PROBLEMS
a. Using the passage on Plutarch and Utopias, decide whether each statement agrees with it. Answer yes or no for each, and quote the deciding words from the passage. (i) The writer's first test of a proposed Utopia is its attitude toward prescription. (ii) The writer found the proposals of More, Bacon and the others of great interest. (iii) Plutarch held that the Spartan system was philosophically perfect.
b. In one to three sentences, explain why the writer of the passage on Plutarch and Utopias took little interest in the proposals of More, Bacon and the others.
c. Reproduce word for word the part of the passage on Plutarch and Utopias that begins at the words "For many years" and stops after "be they now?".

One thing remained with me permanently from my perusal of Plutarch. I observed with particular interest his saying that the Spartan system was philosophically perfect; that is, the way Lycurgus ran things was precisely the way that philosophers would say they should be run. He remarks that while the laws of Lycurgus remained in force, "Sparta was not so much under the political regulations of a commonwealth, as under the strict rules of a philosophic life." This observation could not be read without certain misgivings of a very serious nature; but Plutarch goes even further. He says that Lycurgus "produced a most inimitable form of government; and by showing a whole cityful of philosophers he confounded those who imagine that the much-vaunted strictness of a philosophic life is impracticable." I perceived then that if Plutarch was right about this, I had laid up another valuable criterion for future use, in addition to those I had garnered from previous observation. I had already made up my mind that my first test of any proposed Utopia would be a measure of its attitude towards prescription, and my second would be a very close measure of the sort of people whom it qualified for membership. Now that Plutarch had given me a line of direction on the kind of thing one might expect from philosophers if they were given a free hand, my third care would be to see how many of these gentry were on the board of managers.


For many years after my dealings with Plutarch I did nothing with Utopias except by desultory reading. At one time or another I dipped into More, Bacon, Cabet, Campanella, and so on down to Edward Bellamy and Mr. H. G. Wells, but I was not much interested in any of their proposals. The application of my three tests immediately raised a thick mist of fictitiousness and improbability about them which hid their merits. Even the demi-semi-Utopian projects of social reform and improvement that were rife among us in my earlier years went hard aground on one or another of my three criteria, or pretty regularly on all three at once. How many, many, of these enterprises there were in those days, and how fearfully in earnest they all were! -- and, Lord, where be they now?

SUPPLIED ENTRIES
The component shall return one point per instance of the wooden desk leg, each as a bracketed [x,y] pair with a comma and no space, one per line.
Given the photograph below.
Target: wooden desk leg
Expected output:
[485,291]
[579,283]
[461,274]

ANSWERS TO THE EXERCISES
a.
(i) Yes: "my first test of any proposed Utopia would be a measure of its attitude towards prescription"
(ii) No: "I was not much interested in any of their proposals"
(iii) Yes: "his saying that the Spartan system was philosophically perfect"

b. When the writer applied the three tests to those proposals, a thick mist of fictitiousness and improbability at once rose about them. That mist hid whatever merits they had.

c.
For many years after my dealings with Plutarch I did nothing with Utopias except by desultory reading. At one time or another I dipped into More, Bacon, Cabet, Campanella, and so on down to Edward Bellamy and Mr. H. G. Wells, but I was not much interested in any of their proposals. The application of my three tests immediately raised a thick mist of fictitiousness and improbability about them which hid their merits. Even the demi-semi-Utopian projects of social reform and improvement that were rife among us in my earlier years went hard aground on one or another of my three criteria, or pretty regularly on all three at once. How many, many, of these enterprises there were in those days, and how fearfully in earnest they all were! -- and, Lord, where be they now?